## Article
The 5-Minute Freelancer Q&A #26 — Arno Kopecky
In this regular feature, Story Board asks Canadian writers to share a few details about their work habits and their strategies for navigating the ups and downs of freelance life.
Arno Kopecky won the 2015 Dave Greber Freelance Writers Award for his article Title Fight, which ran in the Walrus last summer.
The Vancouver-based writer has had his work published in Maclean’s, the Globe and Mail and Reader’s Digest. He has also written two books: The Devil’s Curve and The Oil Man and the Sea, both of which explore environmental and Indigenous issues.
He took some time to speak with Story Board recently about longform journalism, building confidence, and surviving the hungry early years of a writing career.
How do you tend to approach a subject that you want to write about?
Usually I go to a place and live in it as best I can. I should preface this by saying I got a grant from Canada Council for the Arts to write a novel a few months ago, so that is now my life. Which has allowed me to sort of step away from journalism altogether. But I got into freelancing about 12 years ago and it was sort of a way to combine my love of travel and my interest in current affairs and global affairs.
I didn’t really have a traditional training in journalism. I studied creative writing at university and then took a series of internships at Harper’s magazine and the Walrus magazine. And that was sort of how I learned a little bit about journalism. And those magazines embody longform, immersive journalism, which I love. That was partly why I interned there in the first place. And then it became what I was trying to mimic.
After I finished those internships, I just started travelling around. It was just the only way I knew how to do it, was to just go and have an experience and try to have it as fully as possible by living in and amongst the people and situations that I wanted to write about.
And then, especially at the beginning, I think I was uncomfortable setting up formal interviews with strangers. It was more natural for me just to live with people and to let situations evolve a bit more naturally or try to create these situations just by being around all the time. Obviously I let people know that I’m a writer and that everything’s on the record. But as soon as that’s been said, next you’re trying to help them forget that just by being that fly on the wall. I think I take a note from Joan Didion in that approach.
And that just became my storytelling technique over the years. I started out with the environment at the top of my mind. It’s always seemed like the story of our times — this environmental looming threat that has a thousand faces. And as time progressed, social justice and, increasingly, Indigenous rights have kind of come to the centre of my attention. So I’m always trying to find stories that seem like something that I can actually get at and go live a little bit.
How do you narrow down these massive topics?
The first thing you learn in writing school is that character development is key. And I think it’s especially relevant for environmental literature, whether it’s journalism or any other kind. Traditionally people have kind of been out of the picture because we’re talking about polar bears and melting glaciers and holes in the ozone layer.

[Items from a data source]
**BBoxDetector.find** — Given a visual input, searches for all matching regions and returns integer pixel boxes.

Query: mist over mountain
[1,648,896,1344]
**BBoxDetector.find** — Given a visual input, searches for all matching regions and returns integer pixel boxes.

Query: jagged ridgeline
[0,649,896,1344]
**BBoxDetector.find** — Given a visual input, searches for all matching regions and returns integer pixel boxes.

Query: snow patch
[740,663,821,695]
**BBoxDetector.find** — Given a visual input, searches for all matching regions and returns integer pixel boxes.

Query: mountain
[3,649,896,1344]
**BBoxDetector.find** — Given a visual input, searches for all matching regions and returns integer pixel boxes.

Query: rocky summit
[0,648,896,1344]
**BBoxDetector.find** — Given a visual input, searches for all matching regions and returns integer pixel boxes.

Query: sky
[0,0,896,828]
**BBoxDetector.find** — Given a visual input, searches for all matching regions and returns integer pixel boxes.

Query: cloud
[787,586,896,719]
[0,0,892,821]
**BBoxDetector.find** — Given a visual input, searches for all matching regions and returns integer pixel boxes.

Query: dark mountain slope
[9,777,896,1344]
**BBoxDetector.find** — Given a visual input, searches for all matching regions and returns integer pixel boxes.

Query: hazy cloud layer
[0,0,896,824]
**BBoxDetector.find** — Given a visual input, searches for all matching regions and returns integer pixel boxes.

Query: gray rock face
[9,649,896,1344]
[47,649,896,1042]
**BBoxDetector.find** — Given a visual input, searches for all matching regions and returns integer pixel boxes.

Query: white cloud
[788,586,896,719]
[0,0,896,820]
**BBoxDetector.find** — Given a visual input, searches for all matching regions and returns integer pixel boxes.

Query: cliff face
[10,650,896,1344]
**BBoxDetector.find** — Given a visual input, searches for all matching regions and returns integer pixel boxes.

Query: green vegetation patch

## Exercise
Answer these questions using the Q&A with Arno Kopecky above.
(a) Which article won him the 2015 Dave Greber Freelance Writers Award?
(b) At which two magazines did he hold internships?
(c) Whom does he name as the writer he takes a note from in his fly-on-the-wall approach?

## Result of this task
(a) Title Fight, which ran in the Walrus.
(b) Harper's magazine and the Walrus magazine.
(c) Joan Didion.